Sunrise is an iOS calendar. It is focused on trimming down the weekly view. Sunrise is focused on subsections—the little things. It has several options to connect with Google Calendar, LinkedIn and Facebook events. Just like the Facebook application, Sunrise lets users write on Facebook walls and made it seamless to create events. Users can view people attending the event and even access their LinkedIn profiles.
Grand St. is a new market for creative technology. It makes it easy to purchase new technology and concepts by highlighting new products every other day in great detail. Grand St. talks about using devices while creating original content and photos. Stories of independent electronics are created. When Grand St. sells a product, they do an overview and talks about design and why they love the product. Grand St. also has a working mobile site and their goal is to be a trusted site for people to purchase and discover new innovative technology products.
WunWun is an app that delivers what you need when you need it. Users make a request through the app—suggestion on-demand. They can then schedule it: Now or Later. The next step is choosing a location and finally, users press “Get” to receive the product. WunWun has dispatchers to deliver the request to agents who deliver the product to the user who requested it. When a helper gets a request, they contact the user and when it is confirmed, they bring the items to the user. WunWun is currently only on the iPhone and it is invite-only.

======

#### [ASSIGNMENT]
In the write-up on Sunrise, Grand St. and WunWun, which devices is WunWun currently available on?

======

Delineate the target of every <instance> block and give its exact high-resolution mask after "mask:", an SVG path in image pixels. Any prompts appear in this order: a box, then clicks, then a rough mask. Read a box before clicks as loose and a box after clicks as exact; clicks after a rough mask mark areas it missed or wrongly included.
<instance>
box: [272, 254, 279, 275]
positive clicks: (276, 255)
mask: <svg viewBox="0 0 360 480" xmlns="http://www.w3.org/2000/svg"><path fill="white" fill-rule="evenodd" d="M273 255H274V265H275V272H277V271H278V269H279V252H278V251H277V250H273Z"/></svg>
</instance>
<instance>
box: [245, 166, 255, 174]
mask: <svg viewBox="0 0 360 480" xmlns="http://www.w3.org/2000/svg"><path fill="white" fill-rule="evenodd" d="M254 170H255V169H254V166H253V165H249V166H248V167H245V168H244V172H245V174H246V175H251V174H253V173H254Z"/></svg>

======

#### [ANSWER]
Only the iPhone.